**DATA SUPPLIED:**
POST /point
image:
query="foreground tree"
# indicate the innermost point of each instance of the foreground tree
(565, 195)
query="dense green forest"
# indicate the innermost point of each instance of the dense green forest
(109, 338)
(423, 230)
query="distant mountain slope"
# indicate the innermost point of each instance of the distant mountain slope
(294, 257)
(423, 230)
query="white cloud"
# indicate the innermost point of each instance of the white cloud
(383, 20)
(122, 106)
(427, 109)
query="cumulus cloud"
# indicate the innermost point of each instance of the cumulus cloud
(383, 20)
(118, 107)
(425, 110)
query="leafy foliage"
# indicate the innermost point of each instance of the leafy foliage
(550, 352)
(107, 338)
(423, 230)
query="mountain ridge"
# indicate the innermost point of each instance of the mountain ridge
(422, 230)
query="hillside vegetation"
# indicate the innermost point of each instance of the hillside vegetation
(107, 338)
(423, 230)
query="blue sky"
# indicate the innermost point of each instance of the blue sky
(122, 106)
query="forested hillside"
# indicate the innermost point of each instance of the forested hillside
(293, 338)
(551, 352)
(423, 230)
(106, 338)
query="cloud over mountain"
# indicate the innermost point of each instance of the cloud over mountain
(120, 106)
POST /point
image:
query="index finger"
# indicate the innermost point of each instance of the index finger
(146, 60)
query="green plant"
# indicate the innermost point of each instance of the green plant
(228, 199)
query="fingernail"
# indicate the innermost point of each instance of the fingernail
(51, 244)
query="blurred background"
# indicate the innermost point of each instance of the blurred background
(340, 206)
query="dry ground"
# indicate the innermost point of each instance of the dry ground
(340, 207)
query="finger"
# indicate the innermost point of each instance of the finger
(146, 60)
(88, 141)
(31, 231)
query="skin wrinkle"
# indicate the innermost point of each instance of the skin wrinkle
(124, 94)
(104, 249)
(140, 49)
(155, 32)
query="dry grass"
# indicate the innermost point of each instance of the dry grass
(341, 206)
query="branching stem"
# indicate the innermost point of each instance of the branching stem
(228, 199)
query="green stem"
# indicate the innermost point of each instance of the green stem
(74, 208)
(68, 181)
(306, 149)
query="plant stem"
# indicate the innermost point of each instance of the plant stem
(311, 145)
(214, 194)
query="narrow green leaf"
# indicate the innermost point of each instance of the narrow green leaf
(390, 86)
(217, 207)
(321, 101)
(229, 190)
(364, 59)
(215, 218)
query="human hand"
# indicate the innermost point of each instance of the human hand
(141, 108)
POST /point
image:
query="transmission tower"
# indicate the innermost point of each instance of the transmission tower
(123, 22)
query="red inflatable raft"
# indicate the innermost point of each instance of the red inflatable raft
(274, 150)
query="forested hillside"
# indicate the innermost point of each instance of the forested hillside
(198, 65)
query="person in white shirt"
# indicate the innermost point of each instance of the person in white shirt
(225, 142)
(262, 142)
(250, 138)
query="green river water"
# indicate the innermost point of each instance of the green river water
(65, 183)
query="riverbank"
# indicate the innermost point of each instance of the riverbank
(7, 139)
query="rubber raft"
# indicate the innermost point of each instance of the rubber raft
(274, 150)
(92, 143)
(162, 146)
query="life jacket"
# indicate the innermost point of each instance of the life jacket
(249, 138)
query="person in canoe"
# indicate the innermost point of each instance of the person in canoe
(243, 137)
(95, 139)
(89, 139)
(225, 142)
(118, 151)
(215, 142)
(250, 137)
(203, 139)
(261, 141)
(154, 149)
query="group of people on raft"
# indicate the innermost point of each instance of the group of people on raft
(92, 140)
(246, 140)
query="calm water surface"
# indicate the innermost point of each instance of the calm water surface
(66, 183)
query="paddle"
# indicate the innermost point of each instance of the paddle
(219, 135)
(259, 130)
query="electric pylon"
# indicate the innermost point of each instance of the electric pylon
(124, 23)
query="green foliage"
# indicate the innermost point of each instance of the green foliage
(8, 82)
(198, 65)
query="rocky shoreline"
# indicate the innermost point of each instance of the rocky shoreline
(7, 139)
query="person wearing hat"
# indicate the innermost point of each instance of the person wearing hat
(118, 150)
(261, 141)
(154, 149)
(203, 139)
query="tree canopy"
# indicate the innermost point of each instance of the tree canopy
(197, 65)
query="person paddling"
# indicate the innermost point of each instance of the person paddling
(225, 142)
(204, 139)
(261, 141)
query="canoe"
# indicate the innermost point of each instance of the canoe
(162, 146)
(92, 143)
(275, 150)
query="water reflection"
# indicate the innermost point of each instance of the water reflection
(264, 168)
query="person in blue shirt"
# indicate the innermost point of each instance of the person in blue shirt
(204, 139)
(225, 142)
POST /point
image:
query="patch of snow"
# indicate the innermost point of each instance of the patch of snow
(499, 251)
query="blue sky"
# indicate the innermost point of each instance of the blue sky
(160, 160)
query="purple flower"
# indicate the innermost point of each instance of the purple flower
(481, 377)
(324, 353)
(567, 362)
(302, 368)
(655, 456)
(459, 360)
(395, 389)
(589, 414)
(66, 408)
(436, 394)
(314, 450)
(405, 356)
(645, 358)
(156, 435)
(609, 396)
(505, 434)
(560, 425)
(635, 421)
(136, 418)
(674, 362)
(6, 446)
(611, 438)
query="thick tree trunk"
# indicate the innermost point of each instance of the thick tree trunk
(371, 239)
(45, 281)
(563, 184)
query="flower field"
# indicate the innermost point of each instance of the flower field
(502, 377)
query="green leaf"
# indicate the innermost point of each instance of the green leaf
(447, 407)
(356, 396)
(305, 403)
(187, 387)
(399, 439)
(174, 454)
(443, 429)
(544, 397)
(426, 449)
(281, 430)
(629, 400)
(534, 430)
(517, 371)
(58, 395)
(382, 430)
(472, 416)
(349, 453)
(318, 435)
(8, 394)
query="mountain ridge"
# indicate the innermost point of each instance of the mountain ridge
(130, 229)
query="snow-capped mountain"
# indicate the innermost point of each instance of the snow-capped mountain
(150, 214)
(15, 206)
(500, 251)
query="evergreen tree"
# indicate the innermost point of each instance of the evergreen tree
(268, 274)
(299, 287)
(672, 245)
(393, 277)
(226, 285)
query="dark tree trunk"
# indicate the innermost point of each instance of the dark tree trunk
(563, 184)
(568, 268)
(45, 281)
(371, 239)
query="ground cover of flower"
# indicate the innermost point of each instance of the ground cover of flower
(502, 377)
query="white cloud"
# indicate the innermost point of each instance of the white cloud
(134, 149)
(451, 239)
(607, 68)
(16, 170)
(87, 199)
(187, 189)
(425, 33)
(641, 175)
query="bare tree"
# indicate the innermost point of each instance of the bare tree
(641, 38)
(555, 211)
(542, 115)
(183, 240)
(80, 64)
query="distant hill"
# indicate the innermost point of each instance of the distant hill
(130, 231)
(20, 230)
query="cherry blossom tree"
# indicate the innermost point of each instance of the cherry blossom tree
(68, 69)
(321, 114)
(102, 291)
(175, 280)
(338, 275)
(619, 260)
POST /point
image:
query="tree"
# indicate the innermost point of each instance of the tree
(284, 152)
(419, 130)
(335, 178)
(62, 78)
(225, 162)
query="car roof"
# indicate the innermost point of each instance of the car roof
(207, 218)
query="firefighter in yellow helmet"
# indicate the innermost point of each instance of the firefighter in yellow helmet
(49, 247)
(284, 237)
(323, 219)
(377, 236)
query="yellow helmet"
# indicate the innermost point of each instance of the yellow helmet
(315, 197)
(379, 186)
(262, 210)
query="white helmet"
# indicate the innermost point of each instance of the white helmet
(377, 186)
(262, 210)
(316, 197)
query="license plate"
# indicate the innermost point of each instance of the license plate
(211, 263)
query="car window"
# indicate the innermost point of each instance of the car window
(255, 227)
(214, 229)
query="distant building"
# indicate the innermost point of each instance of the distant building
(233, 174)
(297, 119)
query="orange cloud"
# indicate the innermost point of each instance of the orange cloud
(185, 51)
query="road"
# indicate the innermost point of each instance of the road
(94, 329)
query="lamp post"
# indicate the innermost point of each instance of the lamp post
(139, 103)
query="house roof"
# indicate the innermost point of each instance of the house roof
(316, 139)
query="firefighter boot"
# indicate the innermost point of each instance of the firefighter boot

**EXERCISE REQUIREMENTS:** Please find each line above that contains the word "stem" and copy those lines out in full.

**SOLUTION TO THE PROBLEM:**
query="branching stem"
# indicate the innermost point of each instance of the branching stem
query="green stem"
# indicate the innermost point of each instance of the green stem
query="plant stem"
# indicate the innermost point of each instance of the plant stem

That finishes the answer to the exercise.